_SHORT TASK:_
Copy out each of the entries below word for word, leaving out the pictures.

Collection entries
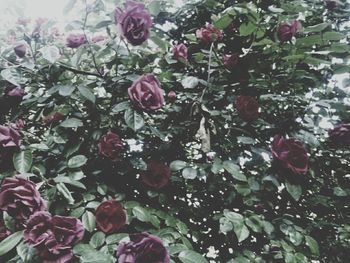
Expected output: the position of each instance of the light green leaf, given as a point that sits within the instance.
(23, 161)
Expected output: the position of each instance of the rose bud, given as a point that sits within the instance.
(146, 94)
(75, 40)
(247, 107)
(98, 38)
(13, 91)
(157, 175)
(110, 145)
(143, 247)
(209, 34)
(134, 22)
(180, 51)
(340, 134)
(56, 117)
(53, 237)
(20, 198)
(291, 153)
(110, 216)
(230, 61)
(20, 50)
(9, 137)
(172, 95)
(286, 31)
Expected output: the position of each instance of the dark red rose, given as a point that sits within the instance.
(180, 51)
(98, 38)
(134, 22)
(157, 175)
(143, 247)
(291, 154)
(340, 134)
(75, 40)
(20, 198)
(231, 60)
(53, 236)
(331, 4)
(110, 145)
(20, 50)
(9, 137)
(55, 117)
(145, 93)
(110, 216)
(209, 34)
(286, 31)
(172, 95)
(247, 107)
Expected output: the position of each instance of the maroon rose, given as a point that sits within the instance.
(9, 137)
(134, 22)
(75, 40)
(15, 91)
(286, 31)
(53, 236)
(20, 50)
(55, 117)
(20, 198)
(231, 60)
(157, 175)
(172, 95)
(247, 107)
(98, 38)
(146, 93)
(110, 145)
(209, 34)
(143, 247)
(180, 51)
(110, 216)
(290, 153)
(340, 134)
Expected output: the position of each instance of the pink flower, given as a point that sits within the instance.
(209, 34)
(180, 51)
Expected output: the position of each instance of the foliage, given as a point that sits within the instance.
(228, 199)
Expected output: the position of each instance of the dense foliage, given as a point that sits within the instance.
(214, 132)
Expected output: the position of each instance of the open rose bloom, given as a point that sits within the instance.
(133, 22)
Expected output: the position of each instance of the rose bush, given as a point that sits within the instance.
(212, 132)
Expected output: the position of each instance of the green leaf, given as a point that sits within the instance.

_PROBLEM SOLUTION:_
Expected output: the position of each instance of the light green leaf, given as a point that sits within the instance.
(23, 161)
Expected output: the position of each instance of the rose bud, given as a point that sits within the instance.
(146, 94)
(75, 40)
(247, 107)
(98, 38)
(13, 91)
(157, 175)
(110, 145)
(143, 247)
(209, 34)
(134, 22)
(180, 51)
(340, 134)
(56, 117)
(53, 237)
(20, 198)
(291, 153)
(110, 216)
(230, 61)
(20, 50)
(9, 137)
(172, 95)
(286, 31)
Expected output: the position of each instance of the dark red rose, given as a point that sits within the instance.
(180, 51)
(98, 38)
(134, 22)
(157, 175)
(143, 247)
(291, 154)
(340, 134)
(75, 40)
(20, 198)
(231, 60)
(53, 236)
(331, 4)
(110, 145)
(20, 50)
(9, 137)
(55, 117)
(145, 93)
(110, 216)
(209, 34)
(286, 31)
(172, 95)
(247, 107)
Expected output: the position of each instance of the maroon rose, given as a point that sits within the instance.
(9, 137)
(134, 22)
(75, 40)
(15, 91)
(286, 31)
(53, 236)
(20, 50)
(55, 117)
(20, 198)
(231, 60)
(157, 175)
(172, 95)
(247, 107)
(98, 38)
(146, 93)
(110, 145)
(209, 34)
(143, 247)
(180, 51)
(110, 216)
(290, 153)
(340, 134)
Expected output: the position of each instance of the pink flower, given as a point that sits within the instance.
(209, 34)
(180, 51)
Expected output: the position of each instance of the foliage, given as a point that sits within the instance.
(228, 199)
Expected output: the position of each instance of the dense foliage, given as a point that sits within the instance.
(214, 132)
Expected output: the position of each instance of the open rose bloom, given as a point that sits within the instance.
(133, 22)
Expected output: the position of each instance of the rose bush, given as a point that sits within the instance.
(212, 132)
Expected output: the position of each instance of the green leaf, given as a point that sits within the instance.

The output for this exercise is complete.